──────── Extract provided ────────
3D printing can help in planning complex CHD surgeries

By Erik L. Ridley, AuntMinnie staff writer

August 24, 2020 -- 3D printing can influence strategy changes and improve surgical confidence when planning surgeries for complex cases of congenital heart disease (CHD), according to research published online in JACC: Cardiovascular Imaging.

In an imaging vignette article, a team of researchers led by Dr. Dong Hyun Yang of the University of Ulsan College of Medicine in Seoul, Korea, detailed how 3D-printed models have led to a shift from palliative to corrective surgery for some patients at their institution with complex CHDs.

"For cases with unclear surgical plan following the review of conventional imaging, 3D printing is a helpful adjunct and can help guide appropriate surgical decision-making," the authors wrote.

3D printing can generate models of complex CHD, but the researchers have found limited evidence that the technology leads to modification of surgical procedures for the disease. As a result, they sought to review the impact of 3D-printed models at their hospital.

The heart team conference had screened 511 patients as potential subjects for 3D printing of their hearts between 2017 and 2019. At the conference, surgical strategies were divided into four categories: corrective (i.e., biventricular repair), equivocally corrective, equivocally palliative, and palliative (i.e., Fontan operation).

Of these, 40 (7.8%) received 3D printing of their hearts due to uncertainty of surgical strategy following multidisciplinary review of conventional imaging, according to the authors. Thirty (75%) of these cases involved a double-outlet right ventricle.
──────── Record set ────────
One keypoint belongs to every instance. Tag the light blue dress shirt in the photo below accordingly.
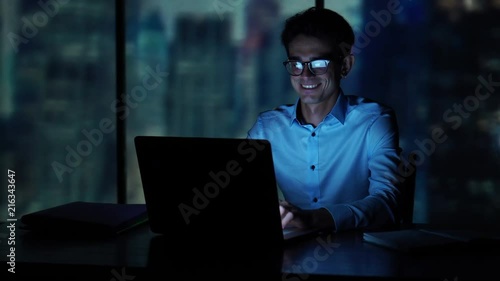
(348, 164)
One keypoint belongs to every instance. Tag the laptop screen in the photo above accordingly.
(208, 190)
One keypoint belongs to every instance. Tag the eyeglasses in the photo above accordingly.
(316, 67)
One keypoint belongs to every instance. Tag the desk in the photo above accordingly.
(139, 254)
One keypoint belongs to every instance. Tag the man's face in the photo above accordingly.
(312, 89)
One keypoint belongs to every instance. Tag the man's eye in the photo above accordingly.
(318, 63)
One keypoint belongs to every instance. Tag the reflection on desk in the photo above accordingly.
(142, 255)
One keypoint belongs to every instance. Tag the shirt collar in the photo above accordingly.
(338, 111)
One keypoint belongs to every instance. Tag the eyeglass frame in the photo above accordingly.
(308, 63)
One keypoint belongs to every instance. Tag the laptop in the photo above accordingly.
(211, 190)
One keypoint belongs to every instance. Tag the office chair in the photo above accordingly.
(407, 201)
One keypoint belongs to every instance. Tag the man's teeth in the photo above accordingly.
(310, 86)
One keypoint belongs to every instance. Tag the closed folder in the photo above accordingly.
(88, 219)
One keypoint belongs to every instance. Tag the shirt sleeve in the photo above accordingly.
(379, 207)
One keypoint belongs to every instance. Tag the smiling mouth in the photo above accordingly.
(309, 86)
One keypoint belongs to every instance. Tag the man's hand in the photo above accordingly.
(296, 217)
(293, 216)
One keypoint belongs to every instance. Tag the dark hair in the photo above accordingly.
(324, 24)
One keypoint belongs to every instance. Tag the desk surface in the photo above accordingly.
(140, 254)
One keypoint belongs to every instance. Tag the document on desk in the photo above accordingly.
(424, 240)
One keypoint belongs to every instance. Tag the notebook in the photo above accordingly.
(211, 190)
(86, 219)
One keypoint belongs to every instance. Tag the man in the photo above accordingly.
(335, 155)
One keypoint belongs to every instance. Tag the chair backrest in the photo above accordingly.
(408, 178)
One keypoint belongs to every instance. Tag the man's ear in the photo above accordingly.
(347, 65)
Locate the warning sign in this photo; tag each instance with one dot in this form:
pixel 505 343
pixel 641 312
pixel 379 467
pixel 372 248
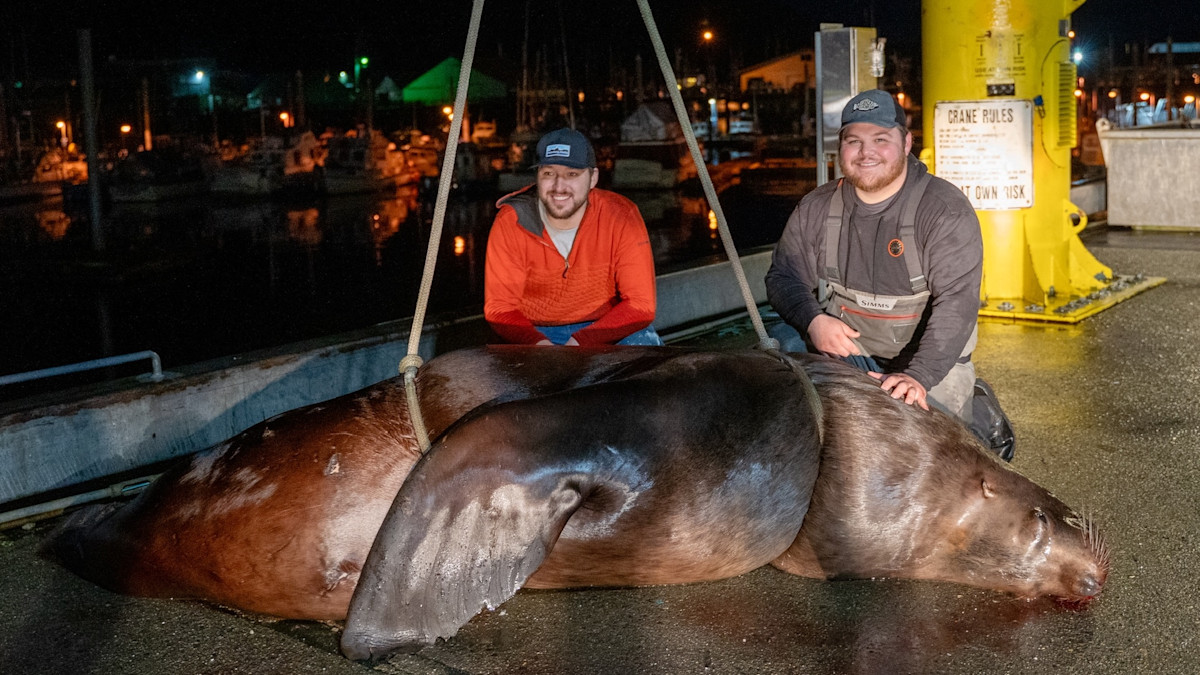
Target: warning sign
pixel 987 149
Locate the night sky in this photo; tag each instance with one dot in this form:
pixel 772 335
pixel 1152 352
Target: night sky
pixel 408 36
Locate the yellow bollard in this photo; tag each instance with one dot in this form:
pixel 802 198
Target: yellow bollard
pixel 999 114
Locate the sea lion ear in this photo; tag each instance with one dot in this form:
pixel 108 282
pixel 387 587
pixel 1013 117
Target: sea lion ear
pixel 988 491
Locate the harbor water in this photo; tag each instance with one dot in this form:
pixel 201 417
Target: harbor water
pixel 204 278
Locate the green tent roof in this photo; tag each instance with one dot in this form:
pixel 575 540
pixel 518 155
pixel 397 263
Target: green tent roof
pixel 439 84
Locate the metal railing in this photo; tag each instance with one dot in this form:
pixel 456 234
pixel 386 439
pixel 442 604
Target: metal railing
pixel 155 365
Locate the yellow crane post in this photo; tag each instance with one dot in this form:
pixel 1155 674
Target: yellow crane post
pixel 999 113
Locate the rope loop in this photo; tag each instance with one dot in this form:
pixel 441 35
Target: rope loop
pixel 411 363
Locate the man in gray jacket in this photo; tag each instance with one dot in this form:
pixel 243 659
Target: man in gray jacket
pixel 883 268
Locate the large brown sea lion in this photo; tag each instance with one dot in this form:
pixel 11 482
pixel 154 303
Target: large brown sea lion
pixel 281 518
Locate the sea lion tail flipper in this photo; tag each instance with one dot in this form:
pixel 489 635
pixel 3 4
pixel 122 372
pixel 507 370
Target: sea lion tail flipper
pixel 454 542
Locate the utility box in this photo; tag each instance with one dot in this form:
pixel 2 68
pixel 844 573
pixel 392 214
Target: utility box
pixel 1153 177
pixel 846 65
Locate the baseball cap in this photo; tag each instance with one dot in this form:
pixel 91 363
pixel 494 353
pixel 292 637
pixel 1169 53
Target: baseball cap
pixel 876 107
pixel 568 148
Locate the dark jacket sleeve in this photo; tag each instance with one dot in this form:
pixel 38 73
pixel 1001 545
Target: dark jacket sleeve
pixel 951 242
pixel 792 276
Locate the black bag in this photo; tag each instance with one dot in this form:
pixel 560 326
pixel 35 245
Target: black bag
pixel 989 422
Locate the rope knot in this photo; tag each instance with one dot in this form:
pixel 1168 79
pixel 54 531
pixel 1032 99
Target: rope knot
pixel 411 362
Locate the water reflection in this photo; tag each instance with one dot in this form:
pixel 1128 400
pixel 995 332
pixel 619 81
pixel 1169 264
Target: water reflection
pixel 202 278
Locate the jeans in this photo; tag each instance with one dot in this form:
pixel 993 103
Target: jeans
pixel 561 334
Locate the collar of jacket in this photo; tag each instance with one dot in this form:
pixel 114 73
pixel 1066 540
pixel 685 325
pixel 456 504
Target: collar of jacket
pixel 525 203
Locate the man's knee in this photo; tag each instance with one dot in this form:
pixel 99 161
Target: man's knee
pixel 954 393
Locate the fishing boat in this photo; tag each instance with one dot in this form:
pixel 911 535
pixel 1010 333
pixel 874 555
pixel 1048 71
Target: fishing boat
pixel 653 151
pixel 270 166
pixel 364 161
pixel 153 175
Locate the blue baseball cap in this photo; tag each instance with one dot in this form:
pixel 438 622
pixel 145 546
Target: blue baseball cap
pixel 876 107
pixel 568 148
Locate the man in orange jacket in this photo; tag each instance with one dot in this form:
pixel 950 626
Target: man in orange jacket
pixel 569 263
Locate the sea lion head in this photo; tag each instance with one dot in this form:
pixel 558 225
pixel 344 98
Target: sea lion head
pixel 1006 532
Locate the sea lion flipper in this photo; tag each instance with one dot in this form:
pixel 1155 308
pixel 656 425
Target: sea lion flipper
pixel 445 551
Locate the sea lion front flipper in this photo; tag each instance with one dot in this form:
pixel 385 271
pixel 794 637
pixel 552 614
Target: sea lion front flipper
pixel 462 535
────────
**Required action**:
In the article on 3D printing for planning congenital heart disease surgery, condense the paragraph beginning "The heart team conference had screened" into a shorter form that retains its main facts.

**Your response**:
From 2017 to 2019, the heart team conference screened 511 patients as potential candidates for 3D printing of their hearts. It sorted surgical strategies into four categories: corrective (biventricular repair), equivocally corrective, equivocally palliative, and palliative (Fontan operation).